What is needed is an exact copy of the entries below, from the line that contains "the blue glowing" through the final line, both included, and nothing else.

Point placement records
___

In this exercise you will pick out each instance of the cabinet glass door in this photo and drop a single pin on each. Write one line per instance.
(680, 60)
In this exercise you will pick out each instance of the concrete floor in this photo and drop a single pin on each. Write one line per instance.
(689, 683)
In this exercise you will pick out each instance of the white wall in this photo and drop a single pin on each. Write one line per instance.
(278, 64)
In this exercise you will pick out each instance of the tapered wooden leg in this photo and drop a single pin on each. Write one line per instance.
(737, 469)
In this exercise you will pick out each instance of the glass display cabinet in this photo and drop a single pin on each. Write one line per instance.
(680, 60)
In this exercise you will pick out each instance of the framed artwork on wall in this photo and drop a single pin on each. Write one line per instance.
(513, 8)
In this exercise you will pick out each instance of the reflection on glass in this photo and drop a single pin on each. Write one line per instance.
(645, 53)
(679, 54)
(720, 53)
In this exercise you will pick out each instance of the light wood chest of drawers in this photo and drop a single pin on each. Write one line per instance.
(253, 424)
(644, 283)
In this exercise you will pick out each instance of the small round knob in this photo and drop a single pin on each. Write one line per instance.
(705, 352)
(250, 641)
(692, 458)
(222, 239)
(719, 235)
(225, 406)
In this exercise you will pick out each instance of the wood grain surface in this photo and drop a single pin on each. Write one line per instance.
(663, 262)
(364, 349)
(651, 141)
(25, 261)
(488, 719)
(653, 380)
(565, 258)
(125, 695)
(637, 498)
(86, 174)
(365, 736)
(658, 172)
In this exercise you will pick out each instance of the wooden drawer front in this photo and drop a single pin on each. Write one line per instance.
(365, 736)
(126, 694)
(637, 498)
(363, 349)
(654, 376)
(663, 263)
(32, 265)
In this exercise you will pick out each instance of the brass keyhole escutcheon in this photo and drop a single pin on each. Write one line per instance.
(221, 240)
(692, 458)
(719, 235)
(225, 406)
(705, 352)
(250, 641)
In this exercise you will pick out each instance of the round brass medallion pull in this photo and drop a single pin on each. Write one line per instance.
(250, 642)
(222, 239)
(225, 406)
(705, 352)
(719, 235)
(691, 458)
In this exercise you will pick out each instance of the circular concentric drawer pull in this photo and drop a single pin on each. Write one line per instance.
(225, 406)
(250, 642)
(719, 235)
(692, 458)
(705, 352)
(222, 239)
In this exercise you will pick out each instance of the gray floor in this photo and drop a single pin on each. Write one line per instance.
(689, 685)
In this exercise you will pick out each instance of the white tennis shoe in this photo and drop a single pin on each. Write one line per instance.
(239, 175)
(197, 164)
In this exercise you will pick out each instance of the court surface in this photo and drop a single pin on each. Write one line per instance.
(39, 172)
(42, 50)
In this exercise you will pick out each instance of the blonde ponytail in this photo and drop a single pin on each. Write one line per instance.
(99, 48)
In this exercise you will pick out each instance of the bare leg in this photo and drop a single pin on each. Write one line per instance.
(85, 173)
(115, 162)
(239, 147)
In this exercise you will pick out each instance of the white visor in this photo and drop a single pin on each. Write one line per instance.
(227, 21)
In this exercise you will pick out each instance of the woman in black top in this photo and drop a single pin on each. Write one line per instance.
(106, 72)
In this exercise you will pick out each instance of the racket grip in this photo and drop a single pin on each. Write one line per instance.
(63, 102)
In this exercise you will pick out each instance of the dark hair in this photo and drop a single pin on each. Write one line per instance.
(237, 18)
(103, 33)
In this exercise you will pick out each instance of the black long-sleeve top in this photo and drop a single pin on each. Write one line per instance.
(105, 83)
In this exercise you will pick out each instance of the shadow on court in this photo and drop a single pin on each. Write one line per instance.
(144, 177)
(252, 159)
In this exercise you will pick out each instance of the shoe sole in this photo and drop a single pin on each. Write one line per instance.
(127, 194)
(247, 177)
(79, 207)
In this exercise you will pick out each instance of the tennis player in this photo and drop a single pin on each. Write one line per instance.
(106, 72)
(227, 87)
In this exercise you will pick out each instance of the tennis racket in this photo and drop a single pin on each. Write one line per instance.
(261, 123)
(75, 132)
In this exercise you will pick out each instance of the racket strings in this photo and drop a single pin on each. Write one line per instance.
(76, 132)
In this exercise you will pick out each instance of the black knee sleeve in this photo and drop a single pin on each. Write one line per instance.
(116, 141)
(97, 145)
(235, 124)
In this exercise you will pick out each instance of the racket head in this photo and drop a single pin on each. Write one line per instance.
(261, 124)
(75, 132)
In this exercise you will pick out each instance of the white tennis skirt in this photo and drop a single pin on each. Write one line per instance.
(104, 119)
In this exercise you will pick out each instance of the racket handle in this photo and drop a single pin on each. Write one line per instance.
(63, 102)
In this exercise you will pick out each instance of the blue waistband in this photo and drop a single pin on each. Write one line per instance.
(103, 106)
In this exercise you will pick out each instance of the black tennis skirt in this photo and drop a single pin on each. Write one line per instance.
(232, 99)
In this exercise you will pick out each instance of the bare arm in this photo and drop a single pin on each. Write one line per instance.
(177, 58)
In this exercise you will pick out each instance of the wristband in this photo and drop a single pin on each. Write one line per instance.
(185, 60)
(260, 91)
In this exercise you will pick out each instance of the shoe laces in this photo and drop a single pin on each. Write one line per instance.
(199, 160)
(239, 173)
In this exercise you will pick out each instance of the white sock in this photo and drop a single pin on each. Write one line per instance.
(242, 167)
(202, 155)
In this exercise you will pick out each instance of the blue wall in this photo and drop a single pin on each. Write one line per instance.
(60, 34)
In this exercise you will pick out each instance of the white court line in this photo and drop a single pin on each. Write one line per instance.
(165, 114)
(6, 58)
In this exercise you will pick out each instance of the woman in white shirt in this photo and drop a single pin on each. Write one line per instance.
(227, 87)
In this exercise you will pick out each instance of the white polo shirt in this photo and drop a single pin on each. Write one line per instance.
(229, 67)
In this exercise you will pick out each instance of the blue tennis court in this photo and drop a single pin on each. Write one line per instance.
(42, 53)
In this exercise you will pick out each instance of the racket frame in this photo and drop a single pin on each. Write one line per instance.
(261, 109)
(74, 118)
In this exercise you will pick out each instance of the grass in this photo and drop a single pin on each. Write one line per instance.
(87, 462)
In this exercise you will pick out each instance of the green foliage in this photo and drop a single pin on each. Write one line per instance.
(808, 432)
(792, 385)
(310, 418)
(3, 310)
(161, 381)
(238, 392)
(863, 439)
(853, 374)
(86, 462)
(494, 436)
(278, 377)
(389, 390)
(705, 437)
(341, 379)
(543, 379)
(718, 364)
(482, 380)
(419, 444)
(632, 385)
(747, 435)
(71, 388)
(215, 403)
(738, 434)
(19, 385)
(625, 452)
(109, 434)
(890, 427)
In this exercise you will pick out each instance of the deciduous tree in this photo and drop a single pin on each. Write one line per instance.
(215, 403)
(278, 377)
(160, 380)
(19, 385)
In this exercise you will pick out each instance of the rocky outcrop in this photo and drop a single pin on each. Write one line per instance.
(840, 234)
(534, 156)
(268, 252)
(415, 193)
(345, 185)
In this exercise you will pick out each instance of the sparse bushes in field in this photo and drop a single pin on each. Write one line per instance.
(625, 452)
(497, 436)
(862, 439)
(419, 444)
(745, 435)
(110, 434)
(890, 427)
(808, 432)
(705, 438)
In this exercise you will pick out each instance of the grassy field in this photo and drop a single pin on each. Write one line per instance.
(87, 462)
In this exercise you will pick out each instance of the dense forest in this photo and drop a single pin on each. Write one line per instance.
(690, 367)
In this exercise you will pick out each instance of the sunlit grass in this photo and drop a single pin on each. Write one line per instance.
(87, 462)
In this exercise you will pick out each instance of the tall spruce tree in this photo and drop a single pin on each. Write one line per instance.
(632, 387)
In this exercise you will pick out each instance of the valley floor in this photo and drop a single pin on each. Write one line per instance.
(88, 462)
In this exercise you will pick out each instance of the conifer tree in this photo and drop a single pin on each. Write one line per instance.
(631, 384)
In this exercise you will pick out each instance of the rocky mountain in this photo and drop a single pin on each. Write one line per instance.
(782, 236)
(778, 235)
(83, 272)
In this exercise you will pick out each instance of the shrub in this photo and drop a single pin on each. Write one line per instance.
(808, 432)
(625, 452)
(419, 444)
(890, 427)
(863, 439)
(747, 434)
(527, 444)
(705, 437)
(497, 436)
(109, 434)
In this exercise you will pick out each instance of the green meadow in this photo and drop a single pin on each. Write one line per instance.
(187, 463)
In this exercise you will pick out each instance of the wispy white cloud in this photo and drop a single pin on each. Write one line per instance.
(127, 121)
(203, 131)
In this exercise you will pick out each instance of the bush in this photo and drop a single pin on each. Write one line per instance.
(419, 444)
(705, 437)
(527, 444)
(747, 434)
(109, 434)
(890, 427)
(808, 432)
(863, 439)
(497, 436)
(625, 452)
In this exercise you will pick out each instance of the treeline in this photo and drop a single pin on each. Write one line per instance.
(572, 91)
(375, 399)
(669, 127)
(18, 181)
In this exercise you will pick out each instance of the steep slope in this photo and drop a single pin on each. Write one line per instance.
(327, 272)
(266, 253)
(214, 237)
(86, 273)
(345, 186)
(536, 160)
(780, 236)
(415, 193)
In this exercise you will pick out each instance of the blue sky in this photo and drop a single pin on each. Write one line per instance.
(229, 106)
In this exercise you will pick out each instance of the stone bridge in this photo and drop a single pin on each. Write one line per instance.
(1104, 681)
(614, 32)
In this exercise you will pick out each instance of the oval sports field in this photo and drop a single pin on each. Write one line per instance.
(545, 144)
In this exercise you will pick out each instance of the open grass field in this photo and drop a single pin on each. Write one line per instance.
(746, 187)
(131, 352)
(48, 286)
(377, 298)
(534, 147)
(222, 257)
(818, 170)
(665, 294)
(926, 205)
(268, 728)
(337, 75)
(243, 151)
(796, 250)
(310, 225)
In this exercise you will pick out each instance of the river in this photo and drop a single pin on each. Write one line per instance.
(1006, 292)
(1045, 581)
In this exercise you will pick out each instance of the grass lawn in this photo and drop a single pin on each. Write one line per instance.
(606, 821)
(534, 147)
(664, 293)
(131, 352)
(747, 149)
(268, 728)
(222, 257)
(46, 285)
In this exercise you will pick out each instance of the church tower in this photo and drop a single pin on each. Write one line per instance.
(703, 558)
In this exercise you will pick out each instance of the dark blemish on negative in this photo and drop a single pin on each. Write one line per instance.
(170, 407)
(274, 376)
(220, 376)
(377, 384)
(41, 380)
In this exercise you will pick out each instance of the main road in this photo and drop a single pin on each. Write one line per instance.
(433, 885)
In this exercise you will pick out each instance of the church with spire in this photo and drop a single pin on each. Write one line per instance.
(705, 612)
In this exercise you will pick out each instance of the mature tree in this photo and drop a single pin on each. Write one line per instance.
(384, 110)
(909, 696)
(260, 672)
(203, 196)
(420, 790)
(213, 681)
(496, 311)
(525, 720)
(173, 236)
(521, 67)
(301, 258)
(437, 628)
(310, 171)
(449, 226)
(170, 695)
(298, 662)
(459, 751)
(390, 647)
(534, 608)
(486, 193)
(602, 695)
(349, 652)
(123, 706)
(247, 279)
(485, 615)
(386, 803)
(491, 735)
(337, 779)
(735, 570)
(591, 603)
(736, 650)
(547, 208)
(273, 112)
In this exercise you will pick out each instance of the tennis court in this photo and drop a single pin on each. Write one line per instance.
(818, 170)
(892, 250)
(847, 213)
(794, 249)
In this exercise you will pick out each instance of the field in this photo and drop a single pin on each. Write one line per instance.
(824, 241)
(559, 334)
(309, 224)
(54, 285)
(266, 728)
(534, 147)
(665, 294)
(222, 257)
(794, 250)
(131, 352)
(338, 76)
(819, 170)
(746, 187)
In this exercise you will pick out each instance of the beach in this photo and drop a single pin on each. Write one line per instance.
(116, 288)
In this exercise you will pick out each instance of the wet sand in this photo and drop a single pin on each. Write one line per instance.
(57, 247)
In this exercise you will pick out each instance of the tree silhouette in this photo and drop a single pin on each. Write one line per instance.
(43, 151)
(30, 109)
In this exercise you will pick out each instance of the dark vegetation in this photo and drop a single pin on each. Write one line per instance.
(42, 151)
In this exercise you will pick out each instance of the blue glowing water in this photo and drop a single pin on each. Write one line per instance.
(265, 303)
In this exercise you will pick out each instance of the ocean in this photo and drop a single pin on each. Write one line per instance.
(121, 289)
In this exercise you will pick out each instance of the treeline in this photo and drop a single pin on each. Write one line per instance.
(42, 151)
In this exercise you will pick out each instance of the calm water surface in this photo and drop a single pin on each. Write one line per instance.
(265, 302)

___

● WORKED SOLUTION:
In this exercise you will pick out each instance of the blue glowing water in this photo and drop a single pin on each. Write one line per instance.
(265, 303)
In this exercise you will pick out each instance of the ocean in this photo and drop a single pin on each. Write one line per instance.
(121, 289)
In this exercise you will pick out each instance of the treeline in this photo and drop a single pin on each. Write one line per instance.
(42, 151)
In this exercise you will pick out each instance of the calm water surface in this photo and drop a single pin on each. Write one line per instance.
(265, 302)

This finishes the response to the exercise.